Task brief:
Restate each record exactly as it was written.

Material for this exercise:
━━━━━━━━━━━━━━━━━━━━

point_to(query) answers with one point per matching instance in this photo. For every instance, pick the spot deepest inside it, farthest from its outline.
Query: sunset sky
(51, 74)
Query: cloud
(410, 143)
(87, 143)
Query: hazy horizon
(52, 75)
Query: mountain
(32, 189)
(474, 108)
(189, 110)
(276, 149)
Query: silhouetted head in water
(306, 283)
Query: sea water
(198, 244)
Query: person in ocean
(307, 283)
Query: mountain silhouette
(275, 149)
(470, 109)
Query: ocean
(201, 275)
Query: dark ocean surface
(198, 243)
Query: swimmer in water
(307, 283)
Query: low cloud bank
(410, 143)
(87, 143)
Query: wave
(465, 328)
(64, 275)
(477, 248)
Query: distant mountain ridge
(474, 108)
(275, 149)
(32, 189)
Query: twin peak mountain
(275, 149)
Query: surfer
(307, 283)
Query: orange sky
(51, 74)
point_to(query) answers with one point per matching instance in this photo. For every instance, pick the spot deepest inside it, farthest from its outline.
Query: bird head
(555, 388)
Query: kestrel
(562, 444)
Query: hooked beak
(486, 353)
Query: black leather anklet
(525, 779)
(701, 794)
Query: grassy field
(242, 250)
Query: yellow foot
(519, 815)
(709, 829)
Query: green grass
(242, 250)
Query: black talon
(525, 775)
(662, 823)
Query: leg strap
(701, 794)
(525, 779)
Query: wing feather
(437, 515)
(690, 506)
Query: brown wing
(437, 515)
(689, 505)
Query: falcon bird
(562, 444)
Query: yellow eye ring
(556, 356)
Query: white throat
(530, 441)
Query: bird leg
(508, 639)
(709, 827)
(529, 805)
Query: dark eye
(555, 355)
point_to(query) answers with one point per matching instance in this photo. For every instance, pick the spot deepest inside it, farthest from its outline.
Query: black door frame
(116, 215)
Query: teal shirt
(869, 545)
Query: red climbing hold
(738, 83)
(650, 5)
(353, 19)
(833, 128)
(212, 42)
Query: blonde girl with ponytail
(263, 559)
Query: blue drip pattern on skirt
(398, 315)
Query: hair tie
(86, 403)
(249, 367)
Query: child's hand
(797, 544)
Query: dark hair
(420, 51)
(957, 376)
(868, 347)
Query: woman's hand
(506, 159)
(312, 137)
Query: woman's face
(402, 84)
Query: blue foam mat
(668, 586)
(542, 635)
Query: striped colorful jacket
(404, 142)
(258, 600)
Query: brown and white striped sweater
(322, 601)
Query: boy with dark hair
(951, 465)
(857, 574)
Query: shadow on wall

━━━━━━━━━━━━━━━━━━━━

Result of the exercise:
point_to(query) answers with one point per matching instance in this photo. For every instance, pick the spot deepest inside it, farthest from its outline.
Query: sunset sky
(51, 74)
Query: cloud
(410, 143)
(87, 143)
Query: hazy horizon
(52, 75)
Query: mountain
(32, 189)
(474, 108)
(189, 110)
(276, 149)
Query: silhouetted head in water
(306, 283)
Query: sea water
(198, 244)
Query: person in ocean
(307, 283)
Query: mountain silhouette
(275, 149)
(470, 109)
Query: ocean
(201, 275)
Query: dark ocean surface
(198, 243)
Query: swimmer in water
(307, 283)
Query: low cloud bank
(410, 143)
(87, 143)
Query: wave
(465, 328)
(64, 275)
(477, 248)
Query: distant mountain ridge
(474, 108)
(275, 149)
(32, 189)
Query: twin peak mountain
(275, 149)
Query: surfer
(307, 283)
Query: orange sky
(51, 74)
point_to(query) answers with one point per matching instance in this photo. For every instance, pick the spot deepest inside it, farthest from its outline.
Query: bird head
(555, 388)
Query: kestrel
(562, 444)
Query: hooked beak
(486, 353)
Query: black leather anklet
(525, 779)
(701, 794)
Query: grassy field
(242, 250)
Query: yellow foot
(519, 815)
(709, 829)
Query: green grass
(242, 250)
Query: black talon
(525, 775)
(662, 823)
Query: leg strap
(701, 794)
(525, 779)
Query: wing feather
(437, 515)
(690, 506)
Query: brown wing
(437, 515)
(689, 505)
Query: falcon bird
(562, 444)
Query: yellow eye ring
(556, 356)
Query: white throat
(530, 441)
Query: bird leg
(508, 639)
(709, 827)
(529, 805)
Query: dark eye
(555, 355)
point_to(query) answers with one point per matching instance in this photo. For every instance, pick the spot deepest inside it, farthest from its outline.
Query: black door frame
(116, 215)
Query: teal shirt
(869, 545)
Query: red climbing hold
(738, 83)
(650, 5)
(353, 19)
(833, 128)
(212, 42)
Query: blonde girl with ponytail
(263, 559)
Query: blue drip pattern on skirt
(398, 315)
Query: hair tie
(86, 403)
(249, 367)
Query: child's hand
(797, 544)
Query: dark hair
(420, 51)
(957, 376)
(868, 347)
Query: woman's hand
(506, 159)
(312, 137)
Query: woman's face
(402, 84)
Query: blue foam mat
(668, 586)
(542, 635)
Query: striped colorful jacket
(404, 142)
(258, 600)
Query: brown and white striped sweater
(322, 601)
Query: boy with dark hair
(951, 465)
(857, 574)
Query: shadow on wall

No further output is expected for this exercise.